BEGIN DATASET EXCERPTS

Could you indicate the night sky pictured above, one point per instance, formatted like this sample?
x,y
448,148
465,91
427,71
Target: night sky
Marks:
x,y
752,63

END DATASET EXCERPTS

REQUIRED WORK: Write out every item above line for line, with nothing changed and the lines kept in their original order.

EXERCISE RESULT:
Could you indicate the night sky pictured above, one point per instance, formatted like this sample?
x,y
448,148
465,91
427,71
Target: night sky
Marks:
x,y
752,63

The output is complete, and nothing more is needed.